• **Short task**:
Swap "Inspect" for "Examine" in the data from the start up to and including the line with "[0,0,113,99]", and give those lines again with nothing else changed.

• **Data shown**:
--------

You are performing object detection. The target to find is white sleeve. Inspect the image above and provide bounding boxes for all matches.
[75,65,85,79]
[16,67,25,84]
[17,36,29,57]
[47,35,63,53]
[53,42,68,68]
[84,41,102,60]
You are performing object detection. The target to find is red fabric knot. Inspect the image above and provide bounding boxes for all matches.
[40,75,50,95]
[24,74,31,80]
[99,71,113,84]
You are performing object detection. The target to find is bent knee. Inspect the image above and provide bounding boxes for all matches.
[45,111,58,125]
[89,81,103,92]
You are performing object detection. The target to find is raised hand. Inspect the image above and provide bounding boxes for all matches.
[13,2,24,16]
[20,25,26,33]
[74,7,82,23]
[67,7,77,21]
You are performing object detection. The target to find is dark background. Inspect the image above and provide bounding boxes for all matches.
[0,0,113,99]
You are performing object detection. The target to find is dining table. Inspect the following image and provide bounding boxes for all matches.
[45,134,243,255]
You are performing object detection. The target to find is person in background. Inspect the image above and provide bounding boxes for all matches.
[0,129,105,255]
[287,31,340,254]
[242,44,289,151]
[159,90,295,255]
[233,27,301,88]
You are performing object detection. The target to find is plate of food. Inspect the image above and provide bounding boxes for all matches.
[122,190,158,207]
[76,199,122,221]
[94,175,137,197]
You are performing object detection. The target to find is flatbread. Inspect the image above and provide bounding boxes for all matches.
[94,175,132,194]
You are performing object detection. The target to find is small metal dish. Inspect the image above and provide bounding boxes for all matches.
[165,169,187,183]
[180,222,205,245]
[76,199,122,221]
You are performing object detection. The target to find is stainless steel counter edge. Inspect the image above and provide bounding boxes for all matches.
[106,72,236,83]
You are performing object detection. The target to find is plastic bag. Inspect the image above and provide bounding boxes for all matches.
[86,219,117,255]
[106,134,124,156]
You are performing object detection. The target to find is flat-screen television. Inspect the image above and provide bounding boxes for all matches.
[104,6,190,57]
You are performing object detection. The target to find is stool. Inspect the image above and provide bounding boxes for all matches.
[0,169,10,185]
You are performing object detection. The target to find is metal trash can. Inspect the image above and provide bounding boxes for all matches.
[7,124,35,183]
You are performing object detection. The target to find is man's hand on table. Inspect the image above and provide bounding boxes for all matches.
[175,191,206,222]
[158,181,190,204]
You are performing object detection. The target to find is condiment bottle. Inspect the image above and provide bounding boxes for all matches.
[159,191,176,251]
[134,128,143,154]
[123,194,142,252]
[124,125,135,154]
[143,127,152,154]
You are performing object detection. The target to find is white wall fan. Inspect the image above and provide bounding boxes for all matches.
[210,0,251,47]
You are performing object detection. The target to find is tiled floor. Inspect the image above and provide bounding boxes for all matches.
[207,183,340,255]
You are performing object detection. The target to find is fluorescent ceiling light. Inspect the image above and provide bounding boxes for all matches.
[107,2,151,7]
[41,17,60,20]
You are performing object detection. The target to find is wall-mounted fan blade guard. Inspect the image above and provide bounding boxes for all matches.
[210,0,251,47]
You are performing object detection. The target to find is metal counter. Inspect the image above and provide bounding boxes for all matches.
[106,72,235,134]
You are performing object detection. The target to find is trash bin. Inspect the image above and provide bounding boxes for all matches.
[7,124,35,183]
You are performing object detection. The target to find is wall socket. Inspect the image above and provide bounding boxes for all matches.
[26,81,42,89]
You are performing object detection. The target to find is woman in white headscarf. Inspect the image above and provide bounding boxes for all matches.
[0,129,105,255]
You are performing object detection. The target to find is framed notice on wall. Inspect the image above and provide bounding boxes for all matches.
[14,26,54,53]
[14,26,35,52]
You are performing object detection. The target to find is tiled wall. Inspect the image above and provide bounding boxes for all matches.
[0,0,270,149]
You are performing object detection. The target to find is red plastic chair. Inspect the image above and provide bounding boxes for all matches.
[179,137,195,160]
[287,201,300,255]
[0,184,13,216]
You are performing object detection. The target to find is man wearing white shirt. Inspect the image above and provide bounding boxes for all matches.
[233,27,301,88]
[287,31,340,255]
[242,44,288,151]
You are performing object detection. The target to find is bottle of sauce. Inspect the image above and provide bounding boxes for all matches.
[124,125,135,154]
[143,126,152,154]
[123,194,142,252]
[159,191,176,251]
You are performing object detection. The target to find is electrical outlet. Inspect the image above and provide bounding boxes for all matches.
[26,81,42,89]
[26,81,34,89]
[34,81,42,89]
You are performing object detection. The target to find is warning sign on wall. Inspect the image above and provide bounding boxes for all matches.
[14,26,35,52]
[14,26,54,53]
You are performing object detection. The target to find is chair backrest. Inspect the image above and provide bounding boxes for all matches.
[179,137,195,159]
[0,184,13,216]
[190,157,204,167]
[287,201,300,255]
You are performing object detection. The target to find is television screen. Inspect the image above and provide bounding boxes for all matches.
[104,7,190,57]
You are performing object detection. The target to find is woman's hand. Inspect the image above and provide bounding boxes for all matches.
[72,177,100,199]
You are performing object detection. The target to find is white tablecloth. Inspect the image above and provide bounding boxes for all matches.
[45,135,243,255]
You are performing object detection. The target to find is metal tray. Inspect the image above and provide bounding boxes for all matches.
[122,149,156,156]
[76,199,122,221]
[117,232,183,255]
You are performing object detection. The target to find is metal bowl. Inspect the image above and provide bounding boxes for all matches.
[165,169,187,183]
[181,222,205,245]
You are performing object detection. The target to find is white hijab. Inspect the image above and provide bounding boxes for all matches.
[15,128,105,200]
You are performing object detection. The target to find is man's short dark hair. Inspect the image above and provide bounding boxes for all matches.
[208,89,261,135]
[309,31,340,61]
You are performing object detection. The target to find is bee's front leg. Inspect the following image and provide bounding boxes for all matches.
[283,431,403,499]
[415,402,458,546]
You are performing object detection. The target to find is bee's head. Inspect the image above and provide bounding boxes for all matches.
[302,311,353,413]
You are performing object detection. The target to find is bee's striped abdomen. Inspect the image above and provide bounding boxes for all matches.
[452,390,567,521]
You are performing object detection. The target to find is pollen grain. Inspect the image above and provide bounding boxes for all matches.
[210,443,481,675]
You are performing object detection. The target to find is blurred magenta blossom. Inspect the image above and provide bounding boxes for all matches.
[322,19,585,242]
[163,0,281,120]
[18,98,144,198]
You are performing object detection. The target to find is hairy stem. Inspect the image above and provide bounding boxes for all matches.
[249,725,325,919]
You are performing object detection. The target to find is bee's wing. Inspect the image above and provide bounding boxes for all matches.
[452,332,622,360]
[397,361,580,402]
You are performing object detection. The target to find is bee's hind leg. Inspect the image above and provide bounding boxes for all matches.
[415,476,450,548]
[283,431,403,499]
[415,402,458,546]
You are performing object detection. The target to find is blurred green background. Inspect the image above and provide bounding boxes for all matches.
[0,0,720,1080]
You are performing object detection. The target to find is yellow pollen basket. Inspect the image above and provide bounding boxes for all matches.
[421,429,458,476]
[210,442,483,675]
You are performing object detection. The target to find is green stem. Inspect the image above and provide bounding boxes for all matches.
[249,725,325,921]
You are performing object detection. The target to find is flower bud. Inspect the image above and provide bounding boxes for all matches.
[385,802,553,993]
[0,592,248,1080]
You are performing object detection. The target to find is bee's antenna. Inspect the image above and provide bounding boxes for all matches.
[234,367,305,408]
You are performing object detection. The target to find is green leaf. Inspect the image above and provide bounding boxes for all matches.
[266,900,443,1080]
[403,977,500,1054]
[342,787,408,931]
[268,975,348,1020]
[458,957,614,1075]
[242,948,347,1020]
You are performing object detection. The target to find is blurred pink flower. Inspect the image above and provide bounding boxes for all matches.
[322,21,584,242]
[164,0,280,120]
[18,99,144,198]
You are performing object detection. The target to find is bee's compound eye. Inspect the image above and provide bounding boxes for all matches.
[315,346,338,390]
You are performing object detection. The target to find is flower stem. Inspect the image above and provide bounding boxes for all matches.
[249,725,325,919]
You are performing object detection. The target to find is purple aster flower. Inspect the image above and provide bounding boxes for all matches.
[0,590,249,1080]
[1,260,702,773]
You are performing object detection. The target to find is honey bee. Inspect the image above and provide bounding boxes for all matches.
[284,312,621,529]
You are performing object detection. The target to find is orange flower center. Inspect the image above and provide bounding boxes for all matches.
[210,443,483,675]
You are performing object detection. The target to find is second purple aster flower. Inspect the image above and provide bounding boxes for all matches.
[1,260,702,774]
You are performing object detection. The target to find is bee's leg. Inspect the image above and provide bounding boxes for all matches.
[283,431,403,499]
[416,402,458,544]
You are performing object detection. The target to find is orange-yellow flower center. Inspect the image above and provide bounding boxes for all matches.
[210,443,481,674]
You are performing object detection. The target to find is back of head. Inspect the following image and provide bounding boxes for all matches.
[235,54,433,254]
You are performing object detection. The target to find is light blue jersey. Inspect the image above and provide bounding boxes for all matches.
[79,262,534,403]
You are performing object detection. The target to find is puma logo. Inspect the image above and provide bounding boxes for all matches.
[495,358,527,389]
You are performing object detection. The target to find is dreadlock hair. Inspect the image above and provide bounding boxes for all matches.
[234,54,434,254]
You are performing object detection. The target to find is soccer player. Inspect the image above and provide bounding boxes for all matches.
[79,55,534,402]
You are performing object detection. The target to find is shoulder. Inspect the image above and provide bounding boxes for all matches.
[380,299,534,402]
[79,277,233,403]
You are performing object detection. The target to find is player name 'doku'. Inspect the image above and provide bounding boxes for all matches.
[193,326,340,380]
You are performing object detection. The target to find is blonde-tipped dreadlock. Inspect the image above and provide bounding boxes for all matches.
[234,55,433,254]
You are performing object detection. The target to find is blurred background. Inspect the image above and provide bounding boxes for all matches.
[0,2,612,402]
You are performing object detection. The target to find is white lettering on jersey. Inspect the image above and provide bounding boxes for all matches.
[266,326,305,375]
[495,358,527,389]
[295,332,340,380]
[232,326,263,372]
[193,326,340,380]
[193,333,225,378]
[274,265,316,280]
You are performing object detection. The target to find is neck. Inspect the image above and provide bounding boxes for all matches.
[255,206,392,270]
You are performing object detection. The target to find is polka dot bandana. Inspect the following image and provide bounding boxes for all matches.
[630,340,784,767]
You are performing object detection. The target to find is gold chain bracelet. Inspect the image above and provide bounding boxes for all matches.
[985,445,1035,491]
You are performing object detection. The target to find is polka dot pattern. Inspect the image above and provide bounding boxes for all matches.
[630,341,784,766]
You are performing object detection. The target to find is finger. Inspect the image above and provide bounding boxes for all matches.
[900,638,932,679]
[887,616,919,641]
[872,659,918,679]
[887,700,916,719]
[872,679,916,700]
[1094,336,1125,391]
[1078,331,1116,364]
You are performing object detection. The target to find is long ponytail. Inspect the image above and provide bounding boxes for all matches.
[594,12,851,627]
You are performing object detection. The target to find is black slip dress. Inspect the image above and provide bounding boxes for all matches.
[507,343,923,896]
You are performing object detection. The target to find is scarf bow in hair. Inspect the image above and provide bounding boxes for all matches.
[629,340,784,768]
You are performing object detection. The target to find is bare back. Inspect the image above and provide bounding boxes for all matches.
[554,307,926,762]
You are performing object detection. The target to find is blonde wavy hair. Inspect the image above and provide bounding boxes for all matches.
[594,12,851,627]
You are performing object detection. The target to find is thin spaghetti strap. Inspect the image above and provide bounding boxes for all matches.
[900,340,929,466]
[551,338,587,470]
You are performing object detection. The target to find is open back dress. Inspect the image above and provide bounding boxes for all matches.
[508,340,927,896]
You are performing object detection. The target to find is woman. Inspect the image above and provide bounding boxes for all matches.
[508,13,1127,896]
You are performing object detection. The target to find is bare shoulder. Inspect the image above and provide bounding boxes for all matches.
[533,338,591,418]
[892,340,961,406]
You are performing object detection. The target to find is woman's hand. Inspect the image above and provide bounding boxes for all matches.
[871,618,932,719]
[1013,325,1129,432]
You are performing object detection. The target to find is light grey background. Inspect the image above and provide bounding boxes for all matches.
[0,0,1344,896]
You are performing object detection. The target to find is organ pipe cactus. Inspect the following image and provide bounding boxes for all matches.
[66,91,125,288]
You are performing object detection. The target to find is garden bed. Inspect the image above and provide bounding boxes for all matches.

--------

• **Result of the task**:
You are performing object detection. The target to find is white sleeve. Examine the image above and provide bounding boxes for all matches.
[75,65,85,79]
[16,67,25,84]
[17,36,29,57]
[47,35,63,53]
[53,42,68,68]
[84,41,102,60]
You are performing object detection. The target to find is red fabric knot. Examine the image above and provide bounding boxes for all matches.
[40,75,50,95]
[24,74,31,80]
[99,71,113,84]
You are performing object detection. The target to find is bent knee. Examine the image above and provide bounding boxes for all matches.
[45,111,58,125]
[89,81,103,92]
You are performing object detection. The target to find is raised hand. Examine the image above and provide bounding boxes for all matches.
[13,2,24,16]
[20,25,26,33]
[74,7,82,23]
[67,7,77,21]
You are performing object detection. The target to find is dark background. Examine the image above and provide bounding boxes for all matches.
[0,0,113,99]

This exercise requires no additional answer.